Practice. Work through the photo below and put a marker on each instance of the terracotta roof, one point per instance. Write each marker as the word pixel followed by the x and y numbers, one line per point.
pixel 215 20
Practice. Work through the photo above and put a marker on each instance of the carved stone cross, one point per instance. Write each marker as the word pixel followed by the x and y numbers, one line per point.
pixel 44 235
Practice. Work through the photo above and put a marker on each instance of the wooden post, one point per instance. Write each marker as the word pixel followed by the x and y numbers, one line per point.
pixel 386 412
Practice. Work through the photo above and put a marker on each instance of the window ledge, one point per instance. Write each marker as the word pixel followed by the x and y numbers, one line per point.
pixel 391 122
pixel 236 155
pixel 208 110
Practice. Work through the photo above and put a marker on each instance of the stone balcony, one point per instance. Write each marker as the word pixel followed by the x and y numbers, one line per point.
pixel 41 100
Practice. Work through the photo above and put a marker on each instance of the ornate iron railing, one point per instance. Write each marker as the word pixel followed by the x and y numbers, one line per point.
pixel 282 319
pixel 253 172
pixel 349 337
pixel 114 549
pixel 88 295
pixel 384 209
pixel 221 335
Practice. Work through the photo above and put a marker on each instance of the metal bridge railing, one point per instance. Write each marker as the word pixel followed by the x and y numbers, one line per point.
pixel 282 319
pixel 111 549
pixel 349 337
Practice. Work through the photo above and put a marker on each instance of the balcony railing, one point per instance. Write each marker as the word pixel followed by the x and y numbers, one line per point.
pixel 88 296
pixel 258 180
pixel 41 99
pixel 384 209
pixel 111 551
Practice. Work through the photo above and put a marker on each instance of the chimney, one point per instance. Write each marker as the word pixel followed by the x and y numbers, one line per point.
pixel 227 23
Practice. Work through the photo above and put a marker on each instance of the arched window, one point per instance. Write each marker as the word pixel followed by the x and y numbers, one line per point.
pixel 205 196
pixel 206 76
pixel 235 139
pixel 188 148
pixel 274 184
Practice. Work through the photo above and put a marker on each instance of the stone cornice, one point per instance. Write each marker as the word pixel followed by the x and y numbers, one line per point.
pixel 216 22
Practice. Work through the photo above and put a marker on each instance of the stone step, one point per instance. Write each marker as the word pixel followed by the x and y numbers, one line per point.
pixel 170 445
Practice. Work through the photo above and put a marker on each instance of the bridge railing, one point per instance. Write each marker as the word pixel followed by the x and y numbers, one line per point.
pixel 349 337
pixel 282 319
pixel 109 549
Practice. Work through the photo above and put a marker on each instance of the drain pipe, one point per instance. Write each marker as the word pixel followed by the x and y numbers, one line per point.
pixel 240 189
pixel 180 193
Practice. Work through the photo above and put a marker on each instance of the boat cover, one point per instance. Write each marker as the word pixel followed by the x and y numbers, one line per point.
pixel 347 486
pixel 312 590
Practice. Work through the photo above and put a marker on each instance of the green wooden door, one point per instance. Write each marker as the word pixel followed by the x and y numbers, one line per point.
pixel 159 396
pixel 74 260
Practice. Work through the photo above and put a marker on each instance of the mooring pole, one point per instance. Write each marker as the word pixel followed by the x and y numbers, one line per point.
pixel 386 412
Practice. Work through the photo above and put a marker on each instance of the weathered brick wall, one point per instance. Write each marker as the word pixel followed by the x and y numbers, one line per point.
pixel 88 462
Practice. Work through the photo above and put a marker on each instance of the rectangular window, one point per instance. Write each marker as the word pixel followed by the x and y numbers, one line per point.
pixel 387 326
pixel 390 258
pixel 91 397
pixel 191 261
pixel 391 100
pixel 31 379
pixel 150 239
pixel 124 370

┄┄┄┄┄┄┄┄┄┄┄┄┄┄┄┄┄┄┄┄

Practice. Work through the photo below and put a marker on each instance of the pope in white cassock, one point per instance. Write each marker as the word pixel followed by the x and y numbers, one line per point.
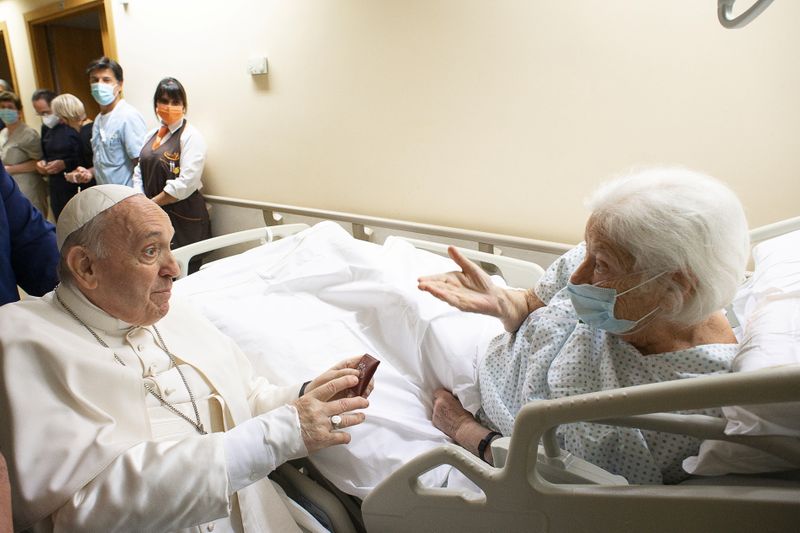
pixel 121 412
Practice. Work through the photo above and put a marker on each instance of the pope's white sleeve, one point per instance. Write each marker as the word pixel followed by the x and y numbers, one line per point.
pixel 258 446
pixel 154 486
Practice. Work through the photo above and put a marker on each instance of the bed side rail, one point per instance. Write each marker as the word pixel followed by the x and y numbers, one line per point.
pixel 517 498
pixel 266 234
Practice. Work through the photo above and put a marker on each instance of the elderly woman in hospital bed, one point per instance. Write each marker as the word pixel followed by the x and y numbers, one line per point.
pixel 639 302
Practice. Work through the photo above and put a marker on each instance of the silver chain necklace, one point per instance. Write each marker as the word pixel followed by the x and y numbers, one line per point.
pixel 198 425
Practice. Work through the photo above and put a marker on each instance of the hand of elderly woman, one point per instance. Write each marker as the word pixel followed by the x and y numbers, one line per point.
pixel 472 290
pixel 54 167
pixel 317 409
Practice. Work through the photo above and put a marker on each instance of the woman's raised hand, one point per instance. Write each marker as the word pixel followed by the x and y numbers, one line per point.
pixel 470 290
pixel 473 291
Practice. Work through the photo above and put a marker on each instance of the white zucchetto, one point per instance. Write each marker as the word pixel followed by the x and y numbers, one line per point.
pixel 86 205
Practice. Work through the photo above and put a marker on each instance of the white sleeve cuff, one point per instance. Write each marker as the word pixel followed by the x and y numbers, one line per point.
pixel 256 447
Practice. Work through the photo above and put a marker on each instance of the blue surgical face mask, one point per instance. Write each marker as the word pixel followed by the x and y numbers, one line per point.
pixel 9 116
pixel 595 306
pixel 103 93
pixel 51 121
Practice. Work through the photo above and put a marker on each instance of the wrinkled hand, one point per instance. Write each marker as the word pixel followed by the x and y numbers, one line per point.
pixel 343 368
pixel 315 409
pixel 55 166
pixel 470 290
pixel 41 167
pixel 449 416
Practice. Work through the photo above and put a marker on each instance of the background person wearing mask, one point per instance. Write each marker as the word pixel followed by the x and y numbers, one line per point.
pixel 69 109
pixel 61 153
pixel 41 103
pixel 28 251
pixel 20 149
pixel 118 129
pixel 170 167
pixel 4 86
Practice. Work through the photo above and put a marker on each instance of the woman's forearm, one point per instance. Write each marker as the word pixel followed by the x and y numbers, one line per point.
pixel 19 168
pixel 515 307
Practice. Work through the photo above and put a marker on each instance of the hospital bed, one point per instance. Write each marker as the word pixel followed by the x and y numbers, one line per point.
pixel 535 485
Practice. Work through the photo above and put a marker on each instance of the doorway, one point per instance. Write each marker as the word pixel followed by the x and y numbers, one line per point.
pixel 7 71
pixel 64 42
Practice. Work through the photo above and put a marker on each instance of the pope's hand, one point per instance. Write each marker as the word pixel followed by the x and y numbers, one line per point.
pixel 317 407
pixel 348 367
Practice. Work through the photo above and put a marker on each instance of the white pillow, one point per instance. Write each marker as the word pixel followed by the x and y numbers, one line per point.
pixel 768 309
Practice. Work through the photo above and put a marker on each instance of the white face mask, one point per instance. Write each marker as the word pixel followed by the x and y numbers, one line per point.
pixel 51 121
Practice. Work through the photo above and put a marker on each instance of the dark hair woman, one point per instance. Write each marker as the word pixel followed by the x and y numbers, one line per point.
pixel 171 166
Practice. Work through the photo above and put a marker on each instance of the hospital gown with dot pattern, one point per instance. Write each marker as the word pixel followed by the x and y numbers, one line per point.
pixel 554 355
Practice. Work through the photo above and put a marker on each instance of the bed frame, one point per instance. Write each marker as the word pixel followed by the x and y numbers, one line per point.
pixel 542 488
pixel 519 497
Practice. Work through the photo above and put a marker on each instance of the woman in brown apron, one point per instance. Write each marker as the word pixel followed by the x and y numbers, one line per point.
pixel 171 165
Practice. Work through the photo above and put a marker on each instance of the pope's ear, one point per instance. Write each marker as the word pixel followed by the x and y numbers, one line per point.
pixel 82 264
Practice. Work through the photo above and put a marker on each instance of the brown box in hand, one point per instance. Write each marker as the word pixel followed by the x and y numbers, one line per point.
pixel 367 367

┄┄┄┄┄┄┄┄┄┄┄┄┄┄┄┄┄┄┄┄

• **Written problem**: Gather every line in the listing above that contains the word "roof", and copy each one in full.

• **Solution to the exercise**:
Practice. Work through the photo below and put a marker on each instance of the terracotta roof, one point per instance. Write each marker as the word pixel followed by the x and y numbers, one line per point.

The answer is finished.